Deutschland - ein Eldorado für Menschenhandel?
5. April 2013Es ist meist Deutschland, das auf die Einhaltung von Rechtsvereinbarungen pocht. Doch es scheint so, als ob sich der Musterschüler selbst nicht immer an die Regeln halten würde - wie etwa beim Kampf gegen den Menschenhandel. UNICEF und die Kinderorganisation ECPAT kritisieren die schleppende und unzureichende Umsetzung der EU-Richtlinie zur Bekämpfung des Menschenhandels.
Die vor zwei Jahren in Kraft getretene Richtlinie verlangt von den Mitgliedstaaten, dass sie Menschenhändler wirksamer verfolgen und härter bestrafen - und die Opfer besser schützen. Die Frist zur Übertragung der Richtlinie in nationales Recht ist am 5. April 2013 abgelaufen. Deutschland hat sie aber verstreichen lassen.

_ _ _ _ _

* Aufgabenstellung
Fasse den Text zum Menschenhandel in genau zwei Sätzen zusammen.

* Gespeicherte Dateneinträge
_ _ _ _ _

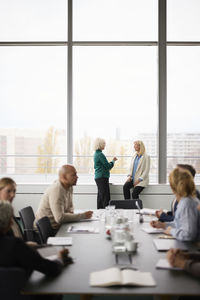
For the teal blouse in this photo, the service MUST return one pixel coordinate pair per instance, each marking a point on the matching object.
(101, 165)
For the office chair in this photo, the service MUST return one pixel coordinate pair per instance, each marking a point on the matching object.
(126, 204)
(12, 280)
(45, 229)
(27, 216)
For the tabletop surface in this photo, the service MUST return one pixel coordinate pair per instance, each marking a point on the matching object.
(93, 252)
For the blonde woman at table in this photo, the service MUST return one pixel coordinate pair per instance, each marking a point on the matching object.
(138, 177)
(102, 173)
(186, 224)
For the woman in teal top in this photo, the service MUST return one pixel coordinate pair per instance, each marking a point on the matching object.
(102, 173)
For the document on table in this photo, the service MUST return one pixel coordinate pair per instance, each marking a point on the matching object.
(164, 264)
(60, 241)
(114, 276)
(82, 229)
(150, 229)
(165, 245)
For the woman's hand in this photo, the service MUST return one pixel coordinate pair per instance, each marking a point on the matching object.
(88, 214)
(63, 255)
(129, 179)
(136, 182)
(168, 230)
(158, 224)
(158, 213)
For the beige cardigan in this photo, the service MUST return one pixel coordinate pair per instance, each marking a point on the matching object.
(142, 169)
(56, 203)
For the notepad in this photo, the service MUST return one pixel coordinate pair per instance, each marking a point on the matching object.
(164, 264)
(148, 211)
(165, 245)
(152, 230)
(82, 229)
(60, 241)
(115, 276)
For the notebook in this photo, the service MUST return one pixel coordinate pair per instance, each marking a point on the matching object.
(165, 245)
(82, 229)
(115, 276)
(164, 264)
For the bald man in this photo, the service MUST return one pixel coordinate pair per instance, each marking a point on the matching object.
(56, 202)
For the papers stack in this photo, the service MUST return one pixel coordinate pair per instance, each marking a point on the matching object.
(60, 241)
(82, 229)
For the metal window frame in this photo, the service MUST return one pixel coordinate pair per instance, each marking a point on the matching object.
(162, 44)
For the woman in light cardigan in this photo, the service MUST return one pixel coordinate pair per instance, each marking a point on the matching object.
(186, 224)
(138, 177)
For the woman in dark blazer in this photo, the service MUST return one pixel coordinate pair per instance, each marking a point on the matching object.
(15, 253)
(102, 173)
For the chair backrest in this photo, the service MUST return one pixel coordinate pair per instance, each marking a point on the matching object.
(27, 216)
(45, 229)
(12, 280)
(126, 204)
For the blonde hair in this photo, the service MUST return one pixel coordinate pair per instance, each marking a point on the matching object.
(6, 214)
(142, 147)
(6, 181)
(98, 143)
(182, 183)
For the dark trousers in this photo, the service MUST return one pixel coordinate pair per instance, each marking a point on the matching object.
(103, 196)
(136, 190)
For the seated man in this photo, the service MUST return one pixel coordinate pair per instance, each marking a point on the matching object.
(56, 202)
(190, 262)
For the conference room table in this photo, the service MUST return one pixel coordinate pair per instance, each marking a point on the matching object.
(93, 252)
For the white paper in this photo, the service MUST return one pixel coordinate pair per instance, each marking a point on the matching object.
(164, 264)
(152, 230)
(82, 229)
(131, 277)
(113, 276)
(108, 277)
(63, 241)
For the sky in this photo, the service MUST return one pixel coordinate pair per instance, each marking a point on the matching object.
(113, 87)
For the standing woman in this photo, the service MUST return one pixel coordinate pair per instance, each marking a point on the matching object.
(102, 173)
(7, 193)
(138, 177)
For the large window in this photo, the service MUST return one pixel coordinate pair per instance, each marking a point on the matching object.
(65, 81)
(183, 56)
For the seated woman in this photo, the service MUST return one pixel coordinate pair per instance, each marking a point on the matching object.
(169, 216)
(190, 262)
(186, 224)
(15, 253)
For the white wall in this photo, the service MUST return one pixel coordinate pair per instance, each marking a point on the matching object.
(154, 196)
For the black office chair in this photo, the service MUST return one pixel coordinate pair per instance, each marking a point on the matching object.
(45, 229)
(27, 216)
(126, 204)
(12, 280)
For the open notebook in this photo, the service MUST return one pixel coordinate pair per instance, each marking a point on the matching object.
(115, 276)
(165, 244)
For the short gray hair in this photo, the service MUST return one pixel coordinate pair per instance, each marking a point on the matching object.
(6, 214)
(98, 143)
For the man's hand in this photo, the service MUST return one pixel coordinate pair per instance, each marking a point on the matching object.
(158, 213)
(88, 214)
(158, 224)
(177, 258)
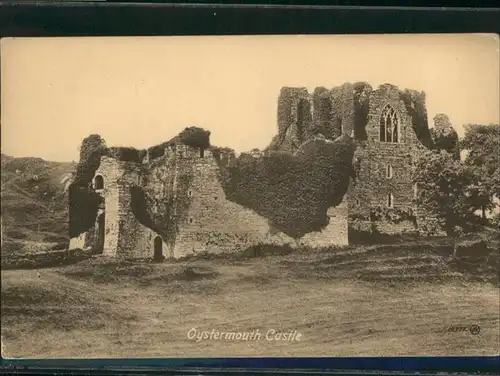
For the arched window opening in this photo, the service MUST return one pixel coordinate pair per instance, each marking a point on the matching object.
(98, 182)
(390, 200)
(389, 172)
(389, 125)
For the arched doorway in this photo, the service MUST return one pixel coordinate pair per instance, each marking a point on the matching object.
(158, 249)
(98, 182)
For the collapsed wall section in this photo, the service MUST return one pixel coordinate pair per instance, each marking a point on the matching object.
(381, 197)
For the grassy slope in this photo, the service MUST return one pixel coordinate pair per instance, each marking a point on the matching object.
(34, 210)
(358, 301)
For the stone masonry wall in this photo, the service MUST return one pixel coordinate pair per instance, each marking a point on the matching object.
(212, 223)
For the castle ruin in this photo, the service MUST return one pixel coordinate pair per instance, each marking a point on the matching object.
(206, 221)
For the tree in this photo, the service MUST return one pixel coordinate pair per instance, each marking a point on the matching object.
(482, 143)
(444, 192)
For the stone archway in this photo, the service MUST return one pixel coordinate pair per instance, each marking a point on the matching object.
(158, 249)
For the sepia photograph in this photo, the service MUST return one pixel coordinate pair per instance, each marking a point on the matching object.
(250, 196)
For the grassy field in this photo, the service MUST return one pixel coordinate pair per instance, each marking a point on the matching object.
(356, 301)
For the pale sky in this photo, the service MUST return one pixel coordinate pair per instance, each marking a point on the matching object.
(142, 91)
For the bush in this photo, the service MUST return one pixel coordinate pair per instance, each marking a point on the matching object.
(126, 154)
(195, 137)
(293, 191)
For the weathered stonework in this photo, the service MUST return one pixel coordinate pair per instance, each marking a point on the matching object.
(186, 178)
(206, 220)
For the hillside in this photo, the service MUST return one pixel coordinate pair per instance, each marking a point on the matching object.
(34, 205)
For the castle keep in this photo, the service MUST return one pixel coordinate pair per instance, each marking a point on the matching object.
(186, 178)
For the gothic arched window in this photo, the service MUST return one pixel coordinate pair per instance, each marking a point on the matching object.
(389, 125)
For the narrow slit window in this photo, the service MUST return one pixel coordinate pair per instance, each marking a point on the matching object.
(390, 200)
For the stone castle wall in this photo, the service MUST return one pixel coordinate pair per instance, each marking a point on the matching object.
(333, 113)
(208, 222)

_ _ _ _ _

* Lösung
UNICEF und die Kinderorganisation ECPAT kritisieren, dass Deutschland die EU-Richtlinie zur Bekämpfung des Menschenhandels schleppend und unzureichend umsetzt. Die Richtlinie verlangt eine wirksamere Verfolgung und härtere Bestrafung von Menschenhändlern sowie einen besseren Schutz der Opfer, doch Deutschland hat die am 5. April 2013 abgelaufene Frist zur Übertragung in nationales Recht verstreichen lassen.